Excerpts from a dataset:
*** Begin section ***

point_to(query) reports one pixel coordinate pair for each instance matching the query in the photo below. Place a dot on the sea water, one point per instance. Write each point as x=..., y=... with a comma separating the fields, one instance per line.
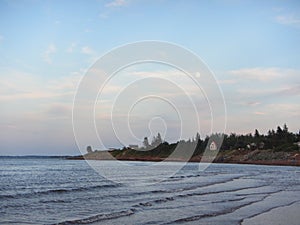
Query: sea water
x=60, y=191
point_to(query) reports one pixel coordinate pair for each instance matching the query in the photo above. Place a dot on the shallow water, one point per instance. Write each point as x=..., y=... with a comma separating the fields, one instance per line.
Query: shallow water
x=52, y=191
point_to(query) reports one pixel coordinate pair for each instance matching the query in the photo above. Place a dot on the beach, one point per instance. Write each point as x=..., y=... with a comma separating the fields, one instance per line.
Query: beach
x=59, y=191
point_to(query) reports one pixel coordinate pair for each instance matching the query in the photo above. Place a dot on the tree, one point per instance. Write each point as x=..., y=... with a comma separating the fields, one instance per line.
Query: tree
x=156, y=140
x=89, y=149
x=146, y=142
x=256, y=134
x=197, y=138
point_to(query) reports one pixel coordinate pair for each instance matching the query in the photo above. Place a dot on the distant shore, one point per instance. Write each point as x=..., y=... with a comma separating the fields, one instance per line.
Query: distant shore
x=257, y=157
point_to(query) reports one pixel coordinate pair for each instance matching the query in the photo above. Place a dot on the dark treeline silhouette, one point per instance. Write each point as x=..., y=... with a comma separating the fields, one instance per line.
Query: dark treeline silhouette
x=275, y=145
x=279, y=140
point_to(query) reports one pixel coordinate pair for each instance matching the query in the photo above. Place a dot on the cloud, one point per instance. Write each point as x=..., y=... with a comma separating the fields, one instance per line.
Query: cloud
x=289, y=20
x=116, y=3
x=72, y=47
x=262, y=74
x=87, y=50
x=49, y=51
x=16, y=85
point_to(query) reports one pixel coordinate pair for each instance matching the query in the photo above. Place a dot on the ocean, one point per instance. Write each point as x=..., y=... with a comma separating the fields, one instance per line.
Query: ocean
x=60, y=191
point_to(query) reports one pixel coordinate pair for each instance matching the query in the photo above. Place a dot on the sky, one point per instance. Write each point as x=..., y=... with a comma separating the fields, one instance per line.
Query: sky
x=47, y=47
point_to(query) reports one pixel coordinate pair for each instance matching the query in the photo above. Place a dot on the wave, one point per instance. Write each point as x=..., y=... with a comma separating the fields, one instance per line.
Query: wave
x=59, y=191
x=99, y=218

*** End section ***

Your assignment:
Repeat the data in full, exactly as it stands, but drop every picture.

Solution for this exercise:
point_to(query) reports one pixel coordinate pair for each instance matching the query in the photo below. Place a dot on the sea water, one point per instance. Write each point as x=..., y=... with a comma separating the fields, one instance per line.
Query: sea water
x=60, y=191
point_to(query) reports one pixel coordinate pair for each instance matching the query in the photo above. Place a dot on the shallow water, one point per instance. Write each point as x=..., y=... with a comma separating the fields, one instance per line.
Query: shallow water
x=52, y=191
point_to(query) reports one pixel coordinate pair for each instance matching the query in the photo above. Place a dot on the beach, one point per instance. Write each point as x=..., y=... with a comma separating the fields, one instance per line.
Query: beach
x=59, y=191
point_to(query) reports one pixel coordinate pair for each instance matching the query in the photo above. Place a dot on the tree, one point per instance. Write each point as x=..., y=... with a comma separating the fields, one instance per line.
Query: tree
x=156, y=140
x=89, y=149
x=146, y=142
x=256, y=134
x=197, y=138
point_to(query) reports one pixel coordinate pair for each instance matching the query in the photo above. Place a dot on the distant shore, one point per instance. Write each point as x=..., y=... with a comma separating the fields, one instance per line.
Query: distant shore
x=257, y=157
point_to(query) reports one pixel coordinate pair for each instance matching the query in the photo above. Place a dot on the dark treeline silhouette, one point per instance. Write each point as x=..., y=... with a comma separating the fields, one instance per line.
Query: dark treeline silhouette
x=275, y=145
x=279, y=140
point_to(query) reports one pixel coordinate pair for each instance matching the query in the photo above. Place a dot on the cloud, one point per instance. Write each point as x=..., y=... with a comma separating the fields, one instance per line.
Query: cloud
x=289, y=20
x=116, y=3
x=72, y=47
x=262, y=74
x=87, y=50
x=49, y=51
x=16, y=85
point_to(query) reports one pixel coordinate pair for each instance matching the query in the photo above. Place a dot on the ocean, one point per instance. Write each point as x=..., y=... with a comma separating the fields, one instance per line.
Query: ocean
x=60, y=191
point_to(query) reports one pixel coordinate pair for each instance matching the query in the photo above. Place a dot on the sky, one point per instance. Write each point as x=..., y=... with a comma separating the fields, one instance per line.
Query: sky
x=47, y=47
point_to(query) reports one pixel coordinate pair for each instance matching the query in the photo above. Place a dot on the wave, one point per instance. Write each point as x=..., y=... with a comma separating the fields, one instance per line.
Query: wave
x=59, y=191
x=99, y=218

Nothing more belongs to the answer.